Reproduce the passage of the profile of John Emerson that begins at the words "Deciding against a" and stops after "1972 presidential campaign.", swapping "anti-war rallies" for "peace marches".

═════ TEXT EXCERPT

Ambassador to Germany: Who Is John Emerson?

Monday, June 24, 2013

President Barack Obama is sending a major campaign contributor and volunteer to serve as U.S. ambassador to Germany, continuing a time-honored and bipartisan practice. John B. Emerson, who is president of Capital Group Private Client Services, is an attorney and longtime Democratic Party donor and activist. If confirmed by the Senate as expected, Emerson would succeed Philip D. Murphy, who has served in Berlin since August 2009 and was also a political appointee. 

 

Born circa 1954, John Bonnell Emerson was raised mainly in the New York City suburbs of Bloomfield, N.J., and Larchmont, N.Y. Emerson’s father, James G. Emerson, was a Presbyterian minister and his social worker mother, Margaret Bonnell Emerson, was the daughter of prominent Presbyterian minister John Sutherland Bonnell, who was one of the first public figures to challenge Sen. Joseph McCarthy’s (R-Wisconsin) anti-communist witch-hunts of the 1950s.

 

Deciding against a career in the ministry in order “to seek my own path,” Emerson earned a BA in Government and Philosophy at Hamilton College in 1975 and a JD from the University of Chicago in 1978. A lifelong Democrat, Emerson also got involved in politics during college, participating in anti-war rallies and volunteering for Democratic Sen. George McGovern's 1972 presidential campaign.

══════════
═════ STORED DATA

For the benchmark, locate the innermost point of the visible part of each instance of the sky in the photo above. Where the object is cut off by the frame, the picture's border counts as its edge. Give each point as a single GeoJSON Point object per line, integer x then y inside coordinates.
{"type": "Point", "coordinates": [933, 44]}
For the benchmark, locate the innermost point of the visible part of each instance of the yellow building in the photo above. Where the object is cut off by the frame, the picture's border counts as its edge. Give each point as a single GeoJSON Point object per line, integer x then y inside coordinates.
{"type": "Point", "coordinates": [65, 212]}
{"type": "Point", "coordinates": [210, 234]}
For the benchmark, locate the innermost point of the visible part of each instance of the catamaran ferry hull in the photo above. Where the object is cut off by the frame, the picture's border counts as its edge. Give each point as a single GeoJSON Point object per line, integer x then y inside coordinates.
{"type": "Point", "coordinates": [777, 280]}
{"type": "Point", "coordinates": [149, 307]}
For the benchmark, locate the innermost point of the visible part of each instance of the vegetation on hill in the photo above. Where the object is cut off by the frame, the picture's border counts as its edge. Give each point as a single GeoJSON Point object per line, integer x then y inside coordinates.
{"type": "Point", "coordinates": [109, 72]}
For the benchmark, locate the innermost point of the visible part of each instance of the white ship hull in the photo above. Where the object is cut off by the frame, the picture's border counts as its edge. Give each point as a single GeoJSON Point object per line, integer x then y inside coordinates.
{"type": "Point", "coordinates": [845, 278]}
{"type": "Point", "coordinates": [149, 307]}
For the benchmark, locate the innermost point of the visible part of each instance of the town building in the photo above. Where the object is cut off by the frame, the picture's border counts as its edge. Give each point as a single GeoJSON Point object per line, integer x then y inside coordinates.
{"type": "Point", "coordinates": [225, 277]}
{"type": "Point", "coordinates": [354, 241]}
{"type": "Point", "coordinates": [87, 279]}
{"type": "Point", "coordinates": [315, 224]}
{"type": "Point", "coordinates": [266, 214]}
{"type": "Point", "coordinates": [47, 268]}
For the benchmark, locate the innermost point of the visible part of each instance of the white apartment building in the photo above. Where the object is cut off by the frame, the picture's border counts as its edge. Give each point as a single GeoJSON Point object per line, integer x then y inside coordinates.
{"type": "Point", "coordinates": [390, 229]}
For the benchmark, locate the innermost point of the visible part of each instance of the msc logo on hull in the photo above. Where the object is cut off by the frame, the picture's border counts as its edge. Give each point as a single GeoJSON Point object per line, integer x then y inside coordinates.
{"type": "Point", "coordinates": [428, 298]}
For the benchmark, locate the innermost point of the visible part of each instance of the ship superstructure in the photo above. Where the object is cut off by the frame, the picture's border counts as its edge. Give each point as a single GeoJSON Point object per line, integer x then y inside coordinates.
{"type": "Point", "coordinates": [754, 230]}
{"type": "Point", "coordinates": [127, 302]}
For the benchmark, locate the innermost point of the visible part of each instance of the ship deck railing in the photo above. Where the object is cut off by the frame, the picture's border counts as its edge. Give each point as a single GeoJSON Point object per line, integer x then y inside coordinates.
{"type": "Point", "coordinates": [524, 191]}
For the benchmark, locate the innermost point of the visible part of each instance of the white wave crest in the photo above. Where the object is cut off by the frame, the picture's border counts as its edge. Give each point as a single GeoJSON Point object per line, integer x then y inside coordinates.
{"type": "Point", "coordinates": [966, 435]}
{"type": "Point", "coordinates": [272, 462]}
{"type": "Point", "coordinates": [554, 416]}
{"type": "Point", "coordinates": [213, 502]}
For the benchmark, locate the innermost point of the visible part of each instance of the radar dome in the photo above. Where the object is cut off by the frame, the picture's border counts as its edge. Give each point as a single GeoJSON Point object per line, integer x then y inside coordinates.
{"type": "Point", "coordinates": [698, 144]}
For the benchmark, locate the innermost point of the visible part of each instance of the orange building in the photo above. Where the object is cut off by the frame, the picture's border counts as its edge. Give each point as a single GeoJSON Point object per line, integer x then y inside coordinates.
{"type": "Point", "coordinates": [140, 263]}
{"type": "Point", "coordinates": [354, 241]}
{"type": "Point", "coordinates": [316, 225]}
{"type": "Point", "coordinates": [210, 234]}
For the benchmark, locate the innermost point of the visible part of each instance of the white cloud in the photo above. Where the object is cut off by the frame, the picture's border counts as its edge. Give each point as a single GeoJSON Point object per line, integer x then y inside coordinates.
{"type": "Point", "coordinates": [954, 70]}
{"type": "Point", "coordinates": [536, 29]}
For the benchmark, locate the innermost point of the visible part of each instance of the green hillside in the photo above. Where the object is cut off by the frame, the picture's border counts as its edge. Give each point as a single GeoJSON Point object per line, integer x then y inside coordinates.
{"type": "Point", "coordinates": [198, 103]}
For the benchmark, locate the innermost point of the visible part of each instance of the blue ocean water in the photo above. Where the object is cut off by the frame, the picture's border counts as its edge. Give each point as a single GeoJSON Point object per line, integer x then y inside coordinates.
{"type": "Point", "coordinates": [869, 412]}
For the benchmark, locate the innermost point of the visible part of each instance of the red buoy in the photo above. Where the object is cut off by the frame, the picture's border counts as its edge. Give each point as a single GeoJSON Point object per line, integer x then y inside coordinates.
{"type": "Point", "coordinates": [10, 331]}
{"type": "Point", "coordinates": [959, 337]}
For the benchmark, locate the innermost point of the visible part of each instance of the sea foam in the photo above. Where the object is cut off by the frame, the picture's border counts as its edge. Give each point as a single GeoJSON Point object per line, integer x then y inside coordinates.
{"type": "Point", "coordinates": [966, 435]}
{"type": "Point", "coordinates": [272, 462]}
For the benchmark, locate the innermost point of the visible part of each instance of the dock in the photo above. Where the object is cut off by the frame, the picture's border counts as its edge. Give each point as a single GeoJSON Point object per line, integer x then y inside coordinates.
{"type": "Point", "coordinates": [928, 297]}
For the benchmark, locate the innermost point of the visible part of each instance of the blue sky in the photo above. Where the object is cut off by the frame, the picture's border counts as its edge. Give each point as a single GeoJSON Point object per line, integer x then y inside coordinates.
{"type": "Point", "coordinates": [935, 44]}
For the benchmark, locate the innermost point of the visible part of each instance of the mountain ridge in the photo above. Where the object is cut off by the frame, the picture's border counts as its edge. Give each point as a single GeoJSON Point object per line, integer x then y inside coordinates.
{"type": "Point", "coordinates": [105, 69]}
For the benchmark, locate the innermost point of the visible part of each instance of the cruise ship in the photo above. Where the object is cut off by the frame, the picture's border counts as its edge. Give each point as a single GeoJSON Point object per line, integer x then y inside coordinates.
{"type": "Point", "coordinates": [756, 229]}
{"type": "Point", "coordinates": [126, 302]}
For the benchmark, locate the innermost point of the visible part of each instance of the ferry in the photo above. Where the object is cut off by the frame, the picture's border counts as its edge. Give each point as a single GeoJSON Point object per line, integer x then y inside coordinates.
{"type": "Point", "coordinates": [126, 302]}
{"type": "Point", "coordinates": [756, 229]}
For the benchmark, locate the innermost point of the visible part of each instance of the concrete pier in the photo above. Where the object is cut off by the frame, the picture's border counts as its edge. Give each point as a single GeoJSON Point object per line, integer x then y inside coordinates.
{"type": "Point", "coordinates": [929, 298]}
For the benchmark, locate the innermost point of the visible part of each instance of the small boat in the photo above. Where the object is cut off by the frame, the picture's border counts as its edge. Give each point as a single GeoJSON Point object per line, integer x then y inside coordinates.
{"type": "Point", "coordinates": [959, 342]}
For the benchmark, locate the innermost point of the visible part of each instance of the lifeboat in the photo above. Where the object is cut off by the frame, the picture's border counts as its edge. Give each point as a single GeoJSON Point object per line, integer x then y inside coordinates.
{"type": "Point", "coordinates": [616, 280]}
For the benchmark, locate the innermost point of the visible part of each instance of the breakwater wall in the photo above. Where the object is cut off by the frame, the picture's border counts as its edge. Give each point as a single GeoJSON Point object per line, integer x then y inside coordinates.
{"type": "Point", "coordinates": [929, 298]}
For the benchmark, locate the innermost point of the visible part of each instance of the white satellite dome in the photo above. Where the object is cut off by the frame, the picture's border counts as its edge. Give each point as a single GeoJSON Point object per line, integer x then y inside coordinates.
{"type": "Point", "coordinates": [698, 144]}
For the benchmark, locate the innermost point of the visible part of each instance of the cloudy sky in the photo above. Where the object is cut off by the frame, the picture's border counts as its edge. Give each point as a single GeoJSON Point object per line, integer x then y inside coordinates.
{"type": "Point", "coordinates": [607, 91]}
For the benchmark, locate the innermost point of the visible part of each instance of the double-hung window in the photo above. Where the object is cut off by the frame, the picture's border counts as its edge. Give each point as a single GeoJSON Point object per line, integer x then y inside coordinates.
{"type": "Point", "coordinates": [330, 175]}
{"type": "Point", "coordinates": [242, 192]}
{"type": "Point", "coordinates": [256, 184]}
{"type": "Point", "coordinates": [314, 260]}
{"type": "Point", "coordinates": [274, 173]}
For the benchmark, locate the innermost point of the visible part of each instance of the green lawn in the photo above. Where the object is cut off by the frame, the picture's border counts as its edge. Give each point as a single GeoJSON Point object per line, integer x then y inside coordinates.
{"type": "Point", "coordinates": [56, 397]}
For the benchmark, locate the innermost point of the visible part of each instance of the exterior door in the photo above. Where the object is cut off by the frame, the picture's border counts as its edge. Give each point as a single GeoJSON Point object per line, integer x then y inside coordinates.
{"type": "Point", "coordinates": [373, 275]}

══════════

THE OUTPUT>
Deciding against a career in the ministry in order “to seek my own path,” Emerson earned a BA in Government and Philosophy at Hamilton College in 1975 and a JD from the University of Chicago in 1978. A lifelong Democrat, Emerson also got involved in politics during college, participating in peace marches and volunteering for Democratic Sen. George McGovern's 1972 presidential campaign.